*Your objective*: Beneath this line is the data. Output exactly the lines from the line with "Exercise. Mark the text" to the line with "Exercise. Mark the green t-shirt", both ends included, and nothing more.

*Input records*:

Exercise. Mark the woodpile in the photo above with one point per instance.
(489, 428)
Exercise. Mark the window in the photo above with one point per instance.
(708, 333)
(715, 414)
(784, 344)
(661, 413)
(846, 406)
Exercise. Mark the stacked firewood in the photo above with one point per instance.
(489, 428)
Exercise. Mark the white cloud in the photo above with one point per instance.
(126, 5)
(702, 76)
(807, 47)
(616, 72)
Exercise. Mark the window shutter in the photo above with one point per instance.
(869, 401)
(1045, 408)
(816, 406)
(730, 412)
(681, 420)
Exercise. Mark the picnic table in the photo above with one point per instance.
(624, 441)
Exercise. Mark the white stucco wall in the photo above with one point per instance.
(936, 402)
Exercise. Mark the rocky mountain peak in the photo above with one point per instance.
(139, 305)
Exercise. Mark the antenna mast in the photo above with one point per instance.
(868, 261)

==

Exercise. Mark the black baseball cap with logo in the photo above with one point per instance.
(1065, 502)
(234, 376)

* * *

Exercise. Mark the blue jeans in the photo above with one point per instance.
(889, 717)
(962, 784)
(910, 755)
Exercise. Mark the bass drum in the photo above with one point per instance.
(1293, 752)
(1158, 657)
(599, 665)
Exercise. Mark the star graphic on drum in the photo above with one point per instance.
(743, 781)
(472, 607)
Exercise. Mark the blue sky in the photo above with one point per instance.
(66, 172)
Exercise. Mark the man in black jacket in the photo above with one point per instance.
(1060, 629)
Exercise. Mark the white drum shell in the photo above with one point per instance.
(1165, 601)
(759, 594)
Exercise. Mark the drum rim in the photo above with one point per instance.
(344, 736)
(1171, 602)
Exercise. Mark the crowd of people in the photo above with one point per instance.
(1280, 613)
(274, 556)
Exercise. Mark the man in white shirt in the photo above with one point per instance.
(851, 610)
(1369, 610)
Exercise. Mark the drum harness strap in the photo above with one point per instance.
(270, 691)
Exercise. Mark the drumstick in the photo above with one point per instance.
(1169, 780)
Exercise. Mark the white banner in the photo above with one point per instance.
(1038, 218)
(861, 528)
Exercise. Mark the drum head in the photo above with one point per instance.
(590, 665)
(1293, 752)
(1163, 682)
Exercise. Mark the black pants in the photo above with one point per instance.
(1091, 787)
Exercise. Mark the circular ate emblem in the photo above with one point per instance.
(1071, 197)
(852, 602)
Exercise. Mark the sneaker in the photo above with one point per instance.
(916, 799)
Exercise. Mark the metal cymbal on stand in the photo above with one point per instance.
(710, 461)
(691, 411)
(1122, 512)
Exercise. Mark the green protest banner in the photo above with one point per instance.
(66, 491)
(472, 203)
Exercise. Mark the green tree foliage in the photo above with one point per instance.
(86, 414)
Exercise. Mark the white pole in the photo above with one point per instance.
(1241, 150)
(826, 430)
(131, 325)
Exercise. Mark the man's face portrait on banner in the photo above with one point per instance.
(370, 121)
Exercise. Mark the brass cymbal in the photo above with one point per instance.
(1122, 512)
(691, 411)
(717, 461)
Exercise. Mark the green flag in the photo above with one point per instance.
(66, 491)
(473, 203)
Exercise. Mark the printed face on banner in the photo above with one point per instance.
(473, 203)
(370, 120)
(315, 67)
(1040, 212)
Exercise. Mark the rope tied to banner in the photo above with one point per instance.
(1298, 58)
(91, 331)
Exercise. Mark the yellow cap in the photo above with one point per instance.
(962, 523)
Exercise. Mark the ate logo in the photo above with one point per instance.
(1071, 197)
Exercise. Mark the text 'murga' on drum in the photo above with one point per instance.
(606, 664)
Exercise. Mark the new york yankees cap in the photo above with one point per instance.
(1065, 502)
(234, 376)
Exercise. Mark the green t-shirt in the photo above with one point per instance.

*Reply to the exercise*:
Exercise. Mark the text 'murga' on drum in the photo above with one point per instance.
(606, 664)
Exercise. Mark the new york yankees cap in the photo above with one point per instance.
(1065, 502)
(234, 376)
Exercise. Mark the green t-shirt in the photo above with one point per instance.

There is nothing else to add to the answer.